Input material:
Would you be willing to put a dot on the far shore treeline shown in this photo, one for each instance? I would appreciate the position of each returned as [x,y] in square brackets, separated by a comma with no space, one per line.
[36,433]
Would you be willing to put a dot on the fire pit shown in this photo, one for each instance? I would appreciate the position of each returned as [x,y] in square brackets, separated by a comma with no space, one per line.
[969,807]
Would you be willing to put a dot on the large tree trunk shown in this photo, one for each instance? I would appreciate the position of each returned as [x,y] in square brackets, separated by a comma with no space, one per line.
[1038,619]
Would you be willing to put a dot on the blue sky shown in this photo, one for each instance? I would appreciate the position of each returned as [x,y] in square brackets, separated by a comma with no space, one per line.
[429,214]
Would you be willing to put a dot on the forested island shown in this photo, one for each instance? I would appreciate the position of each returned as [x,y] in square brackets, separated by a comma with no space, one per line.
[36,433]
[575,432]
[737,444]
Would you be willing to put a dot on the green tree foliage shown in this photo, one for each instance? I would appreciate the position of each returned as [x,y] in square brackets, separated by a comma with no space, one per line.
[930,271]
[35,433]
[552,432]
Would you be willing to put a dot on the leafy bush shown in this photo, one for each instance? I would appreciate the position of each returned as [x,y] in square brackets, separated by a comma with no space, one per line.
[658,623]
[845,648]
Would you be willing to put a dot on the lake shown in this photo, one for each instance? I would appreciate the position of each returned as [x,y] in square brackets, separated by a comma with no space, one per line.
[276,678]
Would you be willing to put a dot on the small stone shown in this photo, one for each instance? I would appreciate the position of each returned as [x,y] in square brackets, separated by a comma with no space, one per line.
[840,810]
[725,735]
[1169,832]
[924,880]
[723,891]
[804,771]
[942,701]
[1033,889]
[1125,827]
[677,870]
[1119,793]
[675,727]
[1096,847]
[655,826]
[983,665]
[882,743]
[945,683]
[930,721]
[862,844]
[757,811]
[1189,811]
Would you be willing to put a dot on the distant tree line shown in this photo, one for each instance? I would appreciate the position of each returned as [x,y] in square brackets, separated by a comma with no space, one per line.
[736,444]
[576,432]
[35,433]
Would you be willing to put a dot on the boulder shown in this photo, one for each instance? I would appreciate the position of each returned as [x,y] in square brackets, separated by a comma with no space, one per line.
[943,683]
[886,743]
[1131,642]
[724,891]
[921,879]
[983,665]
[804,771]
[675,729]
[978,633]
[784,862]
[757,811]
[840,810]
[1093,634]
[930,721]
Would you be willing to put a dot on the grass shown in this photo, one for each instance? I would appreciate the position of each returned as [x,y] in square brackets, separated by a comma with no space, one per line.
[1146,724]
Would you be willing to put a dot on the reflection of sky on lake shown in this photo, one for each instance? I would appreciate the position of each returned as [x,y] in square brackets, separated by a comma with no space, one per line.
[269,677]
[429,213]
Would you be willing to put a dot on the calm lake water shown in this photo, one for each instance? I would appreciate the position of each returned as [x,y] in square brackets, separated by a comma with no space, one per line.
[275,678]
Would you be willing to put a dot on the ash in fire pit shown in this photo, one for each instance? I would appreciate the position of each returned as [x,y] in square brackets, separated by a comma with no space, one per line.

Directions:
Return, word for word, every line from the line with "Would you be willing to put a dot on the grass" to the final line of the data.

Solution to this problem:
Would you be willing to put a dot on the grass shown in this photo, one for each instance? I would appreciate the position of each returned as [x,y] in square brackets, separated by a comma with no space, one per line.
[1146,724]
Would you be willing to put a dot on the reflection of sky on lake shown in this photo, one for each instance? I would appreciate the position of each returned as [x,y] in square brackets, separated by a comma with no space, one per line.
[269,677]
[429,213]
Would you be willing to put a dot on the calm lake water shown in this photo, one for each instance? I would appreciate the position of each returned as [x,y] in square brackets, separated by a comma with no space, one per line.
[275,678]
Would you be willing to put a dot on the ash in fire pit shown in this photo, one for each instance? I would appreciate the position of each returned as [x,y] in square brackets, separated by a comma with no space, one per line.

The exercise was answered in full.